--- Given text ---
════
Saturday, May 20, 2006
Today's new arrivals brought to you by the Palace Brothers, Gnarls Barkley, Donald Fagen, James Taylor, Archer Prewitt, the Temptations, Nick Drake, and the Beach Boys (20/20).
Kits manager Keith Dunsmuir volunteers, "I've got one for your blog!"

ENTHUSIASTIC VENDOR: I've got some great books here for sale!

KD: Sure, I'll take a look.

[Chooses merchandise]

KD: I can offer [$ value] for these.

EV: You're not taking them all.

KD: No.

EV: What about this one? What's wrong with it?

KD: Madam, that's a movie tie-in edition of Dracula. In Norwegian.

EV: So it is. Sorry!
Sunset, and a great warm wind shaking all the trees.

Tang of oil and tar from the works crew's open excavation one block over in the middle of Kingsway.

Bernadette and her lovely blue-eyed infant daughter on their way to the video store.

"A long day," says our man, trying hard to represent maturity and stick-to-itiveness, qualities lacking in many previous encounters. "Wow. Eight solid hours of pricing."

"Every time I see you, you're always talking to someone," sez B., gently disbelieving.

Hyperbole aside:

"Women's fiction" = 300 pieces

"Erotic vampires" = 27 pieces

Mixed trade fiction/nonfiction = 8 linear feet (approx. 750 books)
════
--- Data records ---
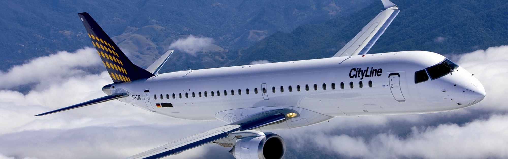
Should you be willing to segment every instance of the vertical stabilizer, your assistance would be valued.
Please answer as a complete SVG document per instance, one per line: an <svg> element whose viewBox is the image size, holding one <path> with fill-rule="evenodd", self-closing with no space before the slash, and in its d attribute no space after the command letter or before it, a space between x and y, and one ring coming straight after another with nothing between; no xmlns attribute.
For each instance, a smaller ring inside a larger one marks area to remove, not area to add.
<svg viewBox="0 0 508 159"><path fill-rule="evenodd" d="M133 64L88 13L78 14L114 83L129 82L154 75Z"/></svg>

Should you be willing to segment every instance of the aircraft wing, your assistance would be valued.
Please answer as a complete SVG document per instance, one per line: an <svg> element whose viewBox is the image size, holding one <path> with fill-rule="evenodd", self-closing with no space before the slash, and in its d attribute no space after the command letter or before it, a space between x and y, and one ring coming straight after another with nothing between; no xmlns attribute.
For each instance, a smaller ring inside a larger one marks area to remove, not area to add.
<svg viewBox="0 0 508 159"><path fill-rule="evenodd" d="M385 10L377 14L333 57L365 55L388 28L400 10L388 0L382 0Z"/></svg>
<svg viewBox="0 0 508 159"><path fill-rule="evenodd" d="M125 158L125 159L154 159L175 154L183 151L212 142L230 137L239 132L246 131L245 134L256 135L256 132L247 130L285 121L298 116L290 116L288 114L297 112L290 109L280 109L267 111L264 113L245 117L241 120L230 124L220 126L204 132L181 139L162 146ZM263 134L263 132L261 134ZM243 137L245 137L244 136ZM233 136L233 137L234 137Z"/></svg>

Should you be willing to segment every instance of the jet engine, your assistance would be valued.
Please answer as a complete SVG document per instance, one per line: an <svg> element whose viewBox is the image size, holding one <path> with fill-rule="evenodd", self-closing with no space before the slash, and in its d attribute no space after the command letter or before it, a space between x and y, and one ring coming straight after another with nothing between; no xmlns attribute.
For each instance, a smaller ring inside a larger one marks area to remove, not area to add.
<svg viewBox="0 0 508 159"><path fill-rule="evenodd" d="M239 138L230 151L237 159L280 159L285 153L285 143L278 135Z"/></svg>

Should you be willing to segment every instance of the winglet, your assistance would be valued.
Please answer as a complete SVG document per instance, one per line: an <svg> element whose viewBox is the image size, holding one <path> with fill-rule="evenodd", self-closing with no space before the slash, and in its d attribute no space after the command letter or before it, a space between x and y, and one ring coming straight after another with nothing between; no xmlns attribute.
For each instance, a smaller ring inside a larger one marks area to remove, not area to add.
<svg viewBox="0 0 508 159"><path fill-rule="evenodd" d="M97 99L93 99L93 100L89 100L89 101L85 101L85 102L83 102L77 104L75 104L75 105L71 105L71 106L67 107L66 107L66 108L60 108L60 109L57 109L57 110L54 110L54 111L46 112L46 113L42 113L42 114L39 114L39 115L36 115L35 116L43 116L43 115L48 115L48 114L53 114L53 113L57 113L57 112L61 112L61 111L67 111L67 110L71 110L71 109L75 109L75 108L80 108L80 107L85 107L85 106L86 106L86 105L91 105L91 104L97 104L97 103L100 103L100 102L105 102L105 101L110 101L110 100L115 100L115 99L119 99L119 98L123 98L123 97L127 97L127 96L129 96L129 94L128 94L127 93L115 93L115 94L111 94L111 95L108 95L108 96L104 96L104 97L100 97L100 98L97 98Z"/></svg>
<svg viewBox="0 0 508 159"><path fill-rule="evenodd" d="M162 68L162 66L164 65L164 64L166 63L166 61L168 61L168 59L169 59L169 57L171 56L171 55L173 54L174 51L174 50L168 50L168 51L166 52L166 53L164 53L164 55L161 56L158 59L157 59L157 61L154 62L151 65L148 66L146 70L150 73L153 73L154 74L158 74L158 71L161 70L161 68Z"/></svg>
<svg viewBox="0 0 508 159"><path fill-rule="evenodd" d="M397 6L397 5L392 3L390 0L381 0L381 2L383 2L383 5L385 6L385 9L393 6Z"/></svg>
<svg viewBox="0 0 508 159"><path fill-rule="evenodd" d="M363 27L360 33L337 51L333 57L343 57L346 55L365 55L370 49L400 11L397 5L390 1L382 0L382 2L385 6L385 10Z"/></svg>

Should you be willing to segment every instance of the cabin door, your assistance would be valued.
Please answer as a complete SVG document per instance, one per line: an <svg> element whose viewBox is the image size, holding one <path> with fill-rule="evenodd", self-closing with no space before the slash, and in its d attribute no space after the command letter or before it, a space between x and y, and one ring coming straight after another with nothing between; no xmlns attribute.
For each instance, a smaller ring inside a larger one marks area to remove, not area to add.
<svg viewBox="0 0 508 159"><path fill-rule="evenodd" d="M405 101L402 95L402 91L400 89L400 74L399 73L390 73L388 75L390 79L390 90L392 91L392 94L395 100L398 101Z"/></svg>
<svg viewBox="0 0 508 159"><path fill-rule="evenodd" d="M263 93L263 98L268 100L268 90L266 89L266 84L261 84L261 93Z"/></svg>
<svg viewBox="0 0 508 159"><path fill-rule="evenodd" d="M152 112L155 112L155 110L153 109L153 107L152 106L152 103L150 101L150 91L145 91L144 94L145 104L146 104L146 107L150 111L152 111Z"/></svg>

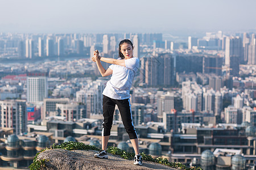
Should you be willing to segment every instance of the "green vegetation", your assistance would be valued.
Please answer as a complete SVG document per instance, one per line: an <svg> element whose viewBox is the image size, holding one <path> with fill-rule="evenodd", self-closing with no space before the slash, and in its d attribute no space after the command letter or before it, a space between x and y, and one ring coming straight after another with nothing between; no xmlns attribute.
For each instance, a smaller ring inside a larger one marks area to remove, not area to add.
<svg viewBox="0 0 256 170"><path fill-rule="evenodd" d="M81 142L70 141L63 143L59 145L55 145L55 144L53 144L49 148L46 148L42 150L40 152L36 154L36 155L34 158L33 163L28 167L28 168L31 170L39 170L43 169L43 167L45 167L45 162L48 160L46 159L39 160L39 159L38 159L38 155L40 153L47 150L55 148L61 148L67 150L100 150L100 149L95 146L86 145ZM113 155L120 155L121 158L129 160L133 159L135 156L135 154L134 153L127 152L113 146L109 147L107 149L107 152ZM163 159L161 157L158 157L158 158L154 159L153 158L152 158L151 155L146 155L143 152L141 154L141 155L143 160L162 164L172 168L176 168L183 170L203 170L200 167L187 168L185 165L183 165L181 163L179 162L169 162L166 158Z"/></svg>

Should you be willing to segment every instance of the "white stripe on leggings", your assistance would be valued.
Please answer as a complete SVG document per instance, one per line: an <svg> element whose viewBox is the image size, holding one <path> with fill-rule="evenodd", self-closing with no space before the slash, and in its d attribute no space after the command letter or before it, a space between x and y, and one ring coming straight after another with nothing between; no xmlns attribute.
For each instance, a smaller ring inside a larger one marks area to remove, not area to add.
<svg viewBox="0 0 256 170"><path fill-rule="evenodd" d="M128 99L128 101L129 102L129 107L130 107L130 112L131 113L131 124L133 126L133 129L134 129L134 131L135 132L136 134L136 136L138 138L138 135L137 135L137 133L136 132L136 130L135 129L135 127L134 127L134 125L133 124L133 115L131 114L131 102L130 101L130 99Z"/></svg>

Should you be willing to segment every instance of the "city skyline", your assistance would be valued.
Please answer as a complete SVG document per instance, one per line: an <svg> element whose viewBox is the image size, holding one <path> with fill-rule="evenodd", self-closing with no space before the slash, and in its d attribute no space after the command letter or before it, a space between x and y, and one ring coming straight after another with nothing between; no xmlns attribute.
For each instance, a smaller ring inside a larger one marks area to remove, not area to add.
════
--- Your tasks ---
a) Return the part of the blog post that opens with the words containing "EV: You're not" and closes with "the video store.", copied word for word.
b) Please recast the records, from their first line through the line containing "64L88 13L78 14L114", as a JSON list of strings with one string per line. Skip blank lines and leave the pictures out.
The blog post and the records are unrelated to each other.

--- Solutions to the exercise ---
a)
EV: You're not taking them all.

KD: No.

EV: What about this one? What's wrong with it?

KD: Madam, that's a movie tie-in edition of Dracula. In Norwegian.

EV: So it is. Sorry!
Sunset, and a great warm wind shaking all the trees.

Tang of oil and tar from the works crew's open excavation one block over in the middle of Kingsway.

Bernadette and her lovely blue-eyed infant daughter on their way to the video store.

b)
[
  "Should you be willing to segment every instance of the vertical stabilizer, your assistance would be valued.",
  "Please answer as a complete SVG document per instance, one per line: an <svg> element whose viewBox is the image size, holding one <path> with fill-rule=\"evenodd\", self-closing with no space before the slash, and in its d attribute no space after the command letter or before it, a space between x and y, and one ring coming straight after another with nothing between; no xmlns attribute.",
  "For each instance, a smaller ring inside a larger one marks area to remove, not area to add.",
  "<svg viewBox=\"0 0 508 159\"><path fill-rule=\"evenodd\" d=\"M133 64L88 13L78 14L114 83L129 82L154 75Z\"/></svg>"
]